◆ **Énoncé 1**: Filtrez les lignes des données ci-dessous et recopiez seulement celles qui contiennent la chaîne « tundra », en tenant compte de la casse.

◆ **Texte extrait**:
§ §
Lorsque j'ai eu, Monsieur, l'honneur de vous voir à Paris, je vous parlai de l'envie que M. de Boynes avait d'établir les familles acadiennes solidement en leur assurant quelque propriété. En effet, il ne peut être tranquille sur leur existence qu'autant qu'il les saura propriétaires d'un sol duquel il puissent tirer leur subsistance. Vous m'ouvrîtes, M., des idées que je trouvai d'autant meilleur que l'acadien y trouvait son avantage, le propriétaire le sien et que les vues du ministre étaient remplies.

Vous me proposâtes de disposer en faveur de quelques familles de petites métairies qui vous appartiennent et qui tiennent à des landes ou bruyères susceptibles de cultures, aux conditions d'usage dans la province ; de leur en passer baillette pour 9 ans même plus jusqu'à 20.
Vous m'expliquâtes, M., que le métayer dans la province recevait du propriétaire la métairie garnie en bestiaux de labour et les instruments aratoires et que même quelque fois il y a ajoutait un cheptel en bête à laine et à cornes : que le métayer faisait valoir les terres, prenait soin du cheptel et que pour son salaire il retenait la moitié des récoltes et aussi moitié dans les accroissements de cheptel. J'ai aussi ce me semble entendu que le métayer n'était obligé à aucune mise dehors.
Vous me faites l'honneur de me dire que, en sus des usagers ordinaires, et pour assurer à ces familles une propriété, leurs baillettes finies, vous conviendrez de leur abandonner en propriété la moitié des terres qu'elles défricheraient et en outre autant de friches qu'ils remettraient du défriché sauf les redevances d'usage dans la province, en sorte que si dans le cours de leurs fermes, elles défrichaient sans néanmoins négliger les terres de la métairie, si elles défrichaient dis-je 20 journaux, il leur en appartiendra 10 en toute propriété et 10 en landes susceptibles de cultures, et la redevance d'usage : qu'il serait fait deux lots dont un appartiendrait par choix au propriétaire, l'autre à la famille. Qu'en outre les établissements en bâtisse et logement quelconques fait par la famille et à ses frais ainsi que le sol adjacent ordinaire sur lequel ils seraient faits appartiendraient à la famille, hors partage des défrichés mais précompté sur le terrain friche qui leur serait remis à raison du défriché.

J'ai fait part de ces vues à M. de Boynes qui les a goûté et qui m'a autorisé à convenir avec vous de tout ce qui pourra convenir pour les réaliser ; il m'a même dit de vous engager, M., à faire en sorte que des gentilshommes de la province se portassent à prendre les mêmes engagements que vous prendriez.
Envoyez moi donc, M., un mémoire bien circonstancié de ce que vous pensez et projetez à cet égard : des conservations que vous désirez qui vous soient faites, des grâces particulières que vous croyez pouvoir être accordées à vous et aux gentilshommes qui suivront votre exemple ; en un mot mettez moi à même de traiter positivement cette affaire avec le ministre et de pouvoir la terminer.
§ §
◆ **Données extraites**:

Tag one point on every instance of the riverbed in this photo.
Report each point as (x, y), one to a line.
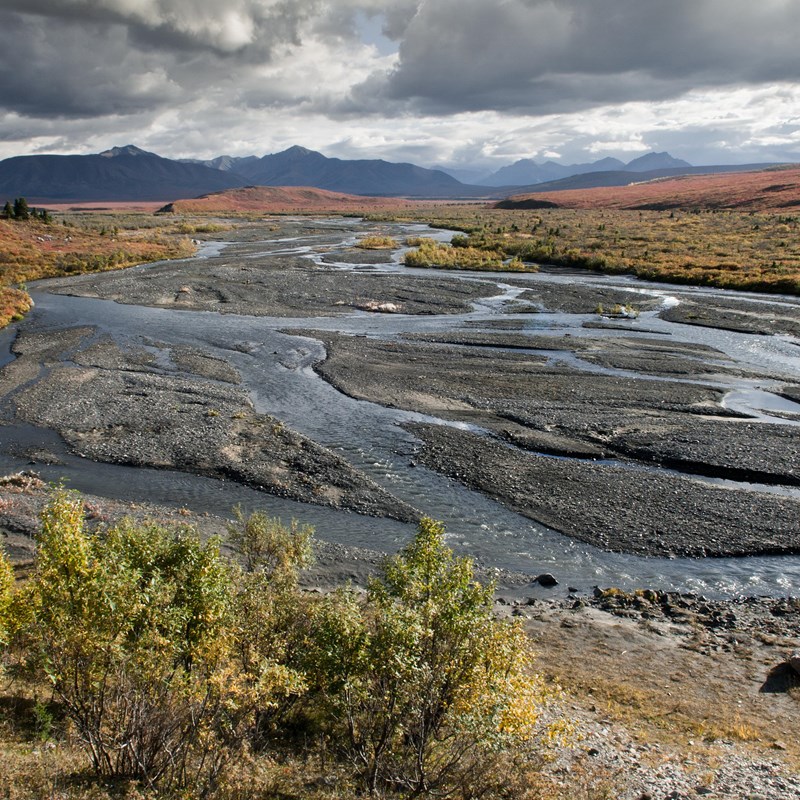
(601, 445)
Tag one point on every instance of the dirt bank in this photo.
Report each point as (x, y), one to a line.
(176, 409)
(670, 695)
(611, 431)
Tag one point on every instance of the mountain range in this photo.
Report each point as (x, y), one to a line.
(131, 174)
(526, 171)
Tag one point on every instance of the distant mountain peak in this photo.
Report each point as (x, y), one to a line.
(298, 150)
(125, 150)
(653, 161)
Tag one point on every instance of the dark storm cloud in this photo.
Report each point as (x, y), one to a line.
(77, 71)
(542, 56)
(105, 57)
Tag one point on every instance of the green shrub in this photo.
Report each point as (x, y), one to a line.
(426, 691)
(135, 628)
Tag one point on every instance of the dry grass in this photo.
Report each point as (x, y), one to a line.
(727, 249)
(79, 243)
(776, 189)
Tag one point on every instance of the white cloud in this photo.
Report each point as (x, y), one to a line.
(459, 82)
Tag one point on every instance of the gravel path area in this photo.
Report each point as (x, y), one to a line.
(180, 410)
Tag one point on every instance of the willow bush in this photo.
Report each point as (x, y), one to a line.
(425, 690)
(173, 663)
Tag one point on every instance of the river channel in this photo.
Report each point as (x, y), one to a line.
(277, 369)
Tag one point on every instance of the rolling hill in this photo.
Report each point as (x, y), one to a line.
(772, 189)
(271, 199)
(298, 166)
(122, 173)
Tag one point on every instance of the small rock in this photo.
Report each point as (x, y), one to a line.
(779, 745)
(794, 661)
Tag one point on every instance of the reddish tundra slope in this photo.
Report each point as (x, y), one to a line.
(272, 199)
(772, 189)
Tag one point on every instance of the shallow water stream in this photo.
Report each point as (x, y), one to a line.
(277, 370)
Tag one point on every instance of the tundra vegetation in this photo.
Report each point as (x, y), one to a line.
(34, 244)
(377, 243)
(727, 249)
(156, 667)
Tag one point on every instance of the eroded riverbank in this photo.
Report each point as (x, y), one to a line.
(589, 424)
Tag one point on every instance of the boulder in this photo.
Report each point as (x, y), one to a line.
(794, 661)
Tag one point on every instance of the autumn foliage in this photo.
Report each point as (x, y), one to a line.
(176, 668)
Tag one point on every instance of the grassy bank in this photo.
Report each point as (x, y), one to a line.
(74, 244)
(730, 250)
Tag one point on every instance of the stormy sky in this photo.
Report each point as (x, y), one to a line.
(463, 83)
§ §
◆ **Énoncé 2**:
Répondez s'il vous plaît à ces questions sur la lettre ci-dessus :
(a) Jusqu'à combien d'années la baillette pourrait-elle être passée ?
(b) Quelle part des récoltes le métayer retient-il pour son salaire ?
(c) Que le destinataire doit-il envoyer ?

◆ **Réponse finale 1**:
Tag one point on every instance of the reddish tundra slope in this photo.
Tag one point on every instance of the tundra vegetation in this photo.

◆ **Réponse finale 2**:
(a) Jusqu'à 20 ans.
(b) La moitié des récoltes.
(c) Un mémoire bien circonstancié de ce qu'il pense et projette à cet égard.